▶ [WHAT THIS TASK INVOLVES] When you transcribe the entries below, keep the wording exact and omit the pictures.

▶ [SUPPLIED RECORDS]
☆ ☆ ☆ ☆

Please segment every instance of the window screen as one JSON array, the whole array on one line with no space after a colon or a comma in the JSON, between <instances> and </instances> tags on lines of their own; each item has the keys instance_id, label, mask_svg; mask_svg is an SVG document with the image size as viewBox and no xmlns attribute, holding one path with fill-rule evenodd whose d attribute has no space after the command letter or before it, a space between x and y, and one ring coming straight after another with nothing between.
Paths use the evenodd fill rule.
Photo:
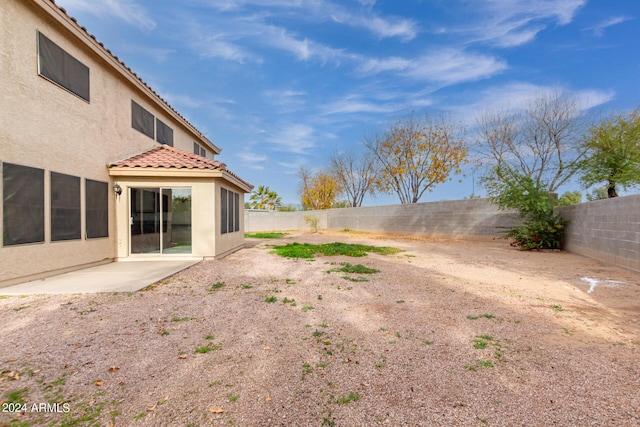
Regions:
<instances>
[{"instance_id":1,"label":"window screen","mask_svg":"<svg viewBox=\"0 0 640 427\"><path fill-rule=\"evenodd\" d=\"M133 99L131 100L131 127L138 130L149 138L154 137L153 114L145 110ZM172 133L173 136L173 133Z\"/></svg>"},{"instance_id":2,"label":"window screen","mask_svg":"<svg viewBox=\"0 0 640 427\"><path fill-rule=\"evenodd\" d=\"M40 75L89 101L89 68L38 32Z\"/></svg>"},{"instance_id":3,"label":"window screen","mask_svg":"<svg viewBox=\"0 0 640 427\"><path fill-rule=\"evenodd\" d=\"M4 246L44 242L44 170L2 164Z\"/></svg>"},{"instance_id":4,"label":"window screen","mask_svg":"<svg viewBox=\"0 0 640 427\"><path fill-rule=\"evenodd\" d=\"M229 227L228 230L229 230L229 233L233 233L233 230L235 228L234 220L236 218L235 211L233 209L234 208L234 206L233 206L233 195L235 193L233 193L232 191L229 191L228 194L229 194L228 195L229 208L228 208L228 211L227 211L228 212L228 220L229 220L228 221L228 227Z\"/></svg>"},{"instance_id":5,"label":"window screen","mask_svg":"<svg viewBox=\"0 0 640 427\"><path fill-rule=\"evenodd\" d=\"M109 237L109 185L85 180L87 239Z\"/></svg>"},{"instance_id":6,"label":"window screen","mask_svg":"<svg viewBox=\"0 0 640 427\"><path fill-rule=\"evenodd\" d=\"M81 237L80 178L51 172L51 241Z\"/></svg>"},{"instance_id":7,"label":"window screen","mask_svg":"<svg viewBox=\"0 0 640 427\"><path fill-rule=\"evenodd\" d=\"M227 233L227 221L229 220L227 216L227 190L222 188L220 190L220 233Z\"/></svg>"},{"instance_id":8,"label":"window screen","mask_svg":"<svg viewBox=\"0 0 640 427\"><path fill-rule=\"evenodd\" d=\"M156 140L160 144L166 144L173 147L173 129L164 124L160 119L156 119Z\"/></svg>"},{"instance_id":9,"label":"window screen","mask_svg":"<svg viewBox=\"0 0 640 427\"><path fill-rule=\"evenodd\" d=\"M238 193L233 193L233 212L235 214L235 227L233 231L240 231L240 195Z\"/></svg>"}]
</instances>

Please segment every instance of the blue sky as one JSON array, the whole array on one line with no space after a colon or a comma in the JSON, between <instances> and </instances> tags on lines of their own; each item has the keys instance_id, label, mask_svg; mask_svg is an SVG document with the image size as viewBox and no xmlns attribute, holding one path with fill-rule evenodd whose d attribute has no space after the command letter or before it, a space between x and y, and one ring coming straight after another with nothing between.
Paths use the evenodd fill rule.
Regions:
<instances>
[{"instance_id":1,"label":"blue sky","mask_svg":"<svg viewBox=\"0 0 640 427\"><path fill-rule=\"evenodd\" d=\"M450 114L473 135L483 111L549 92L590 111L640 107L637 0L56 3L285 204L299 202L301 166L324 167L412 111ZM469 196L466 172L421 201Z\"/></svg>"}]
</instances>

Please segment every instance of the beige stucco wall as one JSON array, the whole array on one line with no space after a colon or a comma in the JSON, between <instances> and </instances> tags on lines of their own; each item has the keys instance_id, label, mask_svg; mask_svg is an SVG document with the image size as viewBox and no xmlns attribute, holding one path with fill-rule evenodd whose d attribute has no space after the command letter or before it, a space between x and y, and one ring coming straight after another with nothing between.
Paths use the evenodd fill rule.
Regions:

☆ ☆ ☆ ☆

▶ [YOUR RESPONSE]
Please segment every instance of the window screen as one JSON array, the whole array on one line with no space after a colon or a comma in the JSON, between <instances> and </instances> tags on lines of their own; each item has the keys instance_id, label, mask_svg; mask_svg is an SVG document with the image size as viewBox and no xmlns attribute, holding one path with fill-rule evenodd whose d attribute has no space after the command letter or before it, a space between x and y, and one ring coming straight after another with nothing between.
Paths use the evenodd fill rule.
Photo:
Regions:
<instances>
[{"instance_id":1,"label":"window screen","mask_svg":"<svg viewBox=\"0 0 640 427\"><path fill-rule=\"evenodd\" d=\"M133 99L131 100L131 127L138 130L149 138L154 137L153 114L145 110ZM172 133L173 136L173 133Z\"/></svg>"},{"instance_id":2,"label":"window screen","mask_svg":"<svg viewBox=\"0 0 640 427\"><path fill-rule=\"evenodd\" d=\"M40 75L89 101L89 68L38 32Z\"/></svg>"},{"instance_id":3,"label":"window screen","mask_svg":"<svg viewBox=\"0 0 640 427\"><path fill-rule=\"evenodd\" d=\"M4 246L44 242L44 170L2 164Z\"/></svg>"},{"instance_id":4,"label":"window screen","mask_svg":"<svg viewBox=\"0 0 640 427\"><path fill-rule=\"evenodd\" d=\"M229 227L228 230L229 230L229 233L233 233L233 230L235 228L234 220L236 218L235 211L233 209L234 208L234 206L233 206L233 195L235 193L233 193L232 191L229 191L228 194L229 194L228 195L229 208L228 208L228 211L227 211L228 212L228 220L229 220L228 221L228 227Z\"/></svg>"},{"instance_id":5,"label":"window screen","mask_svg":"<svg viewBox=\"0 0 640 427\"><path fill-rule=\"evenodd\" d=\"M109 237L109 185L85 180L87 239Z\"/></svg>"},{"instance_id":6,"label":"window screen","mask_svg":"<svg viewBox=\"0 0 640 427\"><path fill-rule=\"evenodd\" d=\"M81 237L80 178L51 172L51 241Z\"/></svg>"},{"instance_id":7,"label":"window screen","mask_svg":"<svg viewBox=\"0 0 640 427\"><path fill-rule=\"evenodd\" d=\"M227 233L227 221L229 220L227 216L227 190L222 188L220 190L220 233Z\"/></svg>"},{"instance_id":8,"label":"window screen","mask_svg":"<svg viewBox=\"0 0 640 427\"><path fill-rule=\"evenodd\" d=\"M156 140L160 144L166 144L173 147L173 129L164 124L160 119L156 119Z\"/></svg>"},{"instance_id":9,"label":"window screen","mask_svg":"<svg viewBox=\"0 0 640 427\"><path fill-rule=\"evenodd\" d=\"M238 193L233 193L233 212L235 214L235 227L233 231L240 231L240 195Z\"/></svg>"}]
</instances>

Please segment every instance of the blue sky as one JSON array, the whole array on one line with no space after a colon or a comma in the JSON, between <instances> and </instances> tags on lines of their own; each item has the keys instance_id, label, mask_svg; mask_svg is an SVG document with the image size as viewBox and no xmlns attribute, holding one path with fill-rule evenodd whose d attribute has no space after the command letter or before it, a space between x and y, and one ring coming straight after another with nothing between.
Paths use the evenodd fill rule.
Regions:
<instances>
[{"instance_id":1,"label":"blue sky","mask_svg":"<svg viewBox=\"0 0 640 427\"><path fill-rule=\"evenodd\" d=\"M450 114L473 135L483 111L549 92L590 111L640 107L637 0L56 3L285 204L299 202L301 166L324 167L412 111ZM469 196L466 172L421 201Z\"/></svg>"}]
</instances>

Please segment every instance of the beige stucco wall as one JSON array, the whole array on one line with no space after a colon or a comma in the JSON, between <instances> and </instances> tags on lines of their own; each item has the keys instance_id, label, mask_svg; mask_svg is an SVG document with the image size as viewBox and no xmlns attribute, holding one path with fill-rule evenodd whose d attribute has no space after the command letter or before it, a space between x and y, and one ring coming straight after another with nothing between.
Paths use the evenodd fill rule.
Regions:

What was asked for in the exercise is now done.